Set problem —
Rewrite the stretch from the start of the listing through the line containing "Give the mask of the white", substituting "wall" for "ceiling" and leaving everything else unchanged.

Records shown —

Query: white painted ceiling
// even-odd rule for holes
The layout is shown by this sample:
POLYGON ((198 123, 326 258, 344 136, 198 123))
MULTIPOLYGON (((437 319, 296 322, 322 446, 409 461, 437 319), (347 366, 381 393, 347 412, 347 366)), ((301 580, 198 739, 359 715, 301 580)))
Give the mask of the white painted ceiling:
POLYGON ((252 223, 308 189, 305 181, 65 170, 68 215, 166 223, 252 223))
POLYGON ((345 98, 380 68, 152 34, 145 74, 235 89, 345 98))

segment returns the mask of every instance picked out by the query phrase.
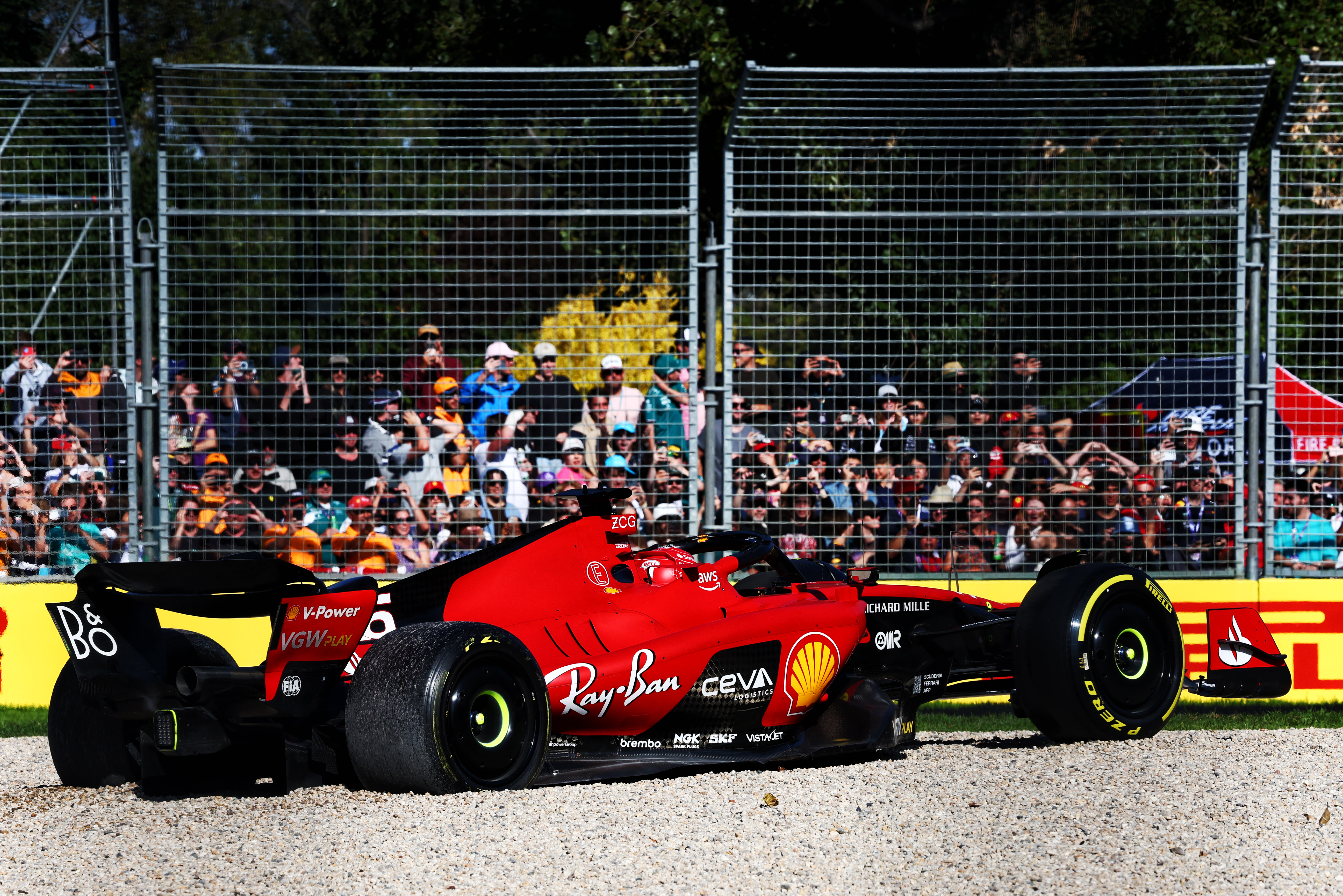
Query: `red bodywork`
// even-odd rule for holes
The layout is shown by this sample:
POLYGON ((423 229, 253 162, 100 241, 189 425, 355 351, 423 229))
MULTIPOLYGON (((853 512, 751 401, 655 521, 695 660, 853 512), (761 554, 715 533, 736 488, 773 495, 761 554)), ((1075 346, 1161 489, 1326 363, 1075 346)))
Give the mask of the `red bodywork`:
MULTIPOLYGON (((780 660, 779 668, 770 671, 774 693, 761 723, 792 724, 827 699, 826 687, 866 640, 866 601, 960 598, 990 606, 982 598, 935 587, 868 586, 860 601, 858 589, 843 582, 810 582, 782 594, 743 597, 728 583, 728 574, 736 571, 735 557, 713 566, 700 566, 676 547, 631 557, 633 520, 620 515, 572 520, 457 578, 445 596, 443 620, 497 625, 526 644, 549 685, 556 734, 643 732, 686 696, 716 653, 775 640, 780 660), (633 573, 633 582, 618 579, 622 563, 633 573)), ((631 578, 630 573, 624 578, 631 578)), ((325 601, 329 606, 332 597, 290 601, 286 614, 293 614, 294 605, 325 601)), ((352 592, 348 597, 351 605, 363 604, 359 620, 369 618, 375 593, 352 592)), ((385 596, 377 600, 387 602, 385 596)), ((396 622, 389 612, 372 613, 346 675, 396 622)), ((286 618, 281 637, 289 628, 312 626, 299 613, 286 618)), ((329 644, 273 649, 270 659, 329 659, 329 644)), ((267 661, 269 695, 283 675, 271 669, 267 661)), ((729 681, 728 687, 747 689, 748 684, 729 681)))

Task output —
Query: white painted wall
// even-odd rule for holes
The layout is shown by this sample:
POLYGON ((198 123, 326 258, 344 136, 198 123))
MULTIPOLYGON (((437 319, 296 322, 322 446, 409 461, 437 319), (347 366, 381 393, 347 412, 347 366)), ((301 580, 198 739, 359 715, 301 580)))
Give the mask of the white painted wall:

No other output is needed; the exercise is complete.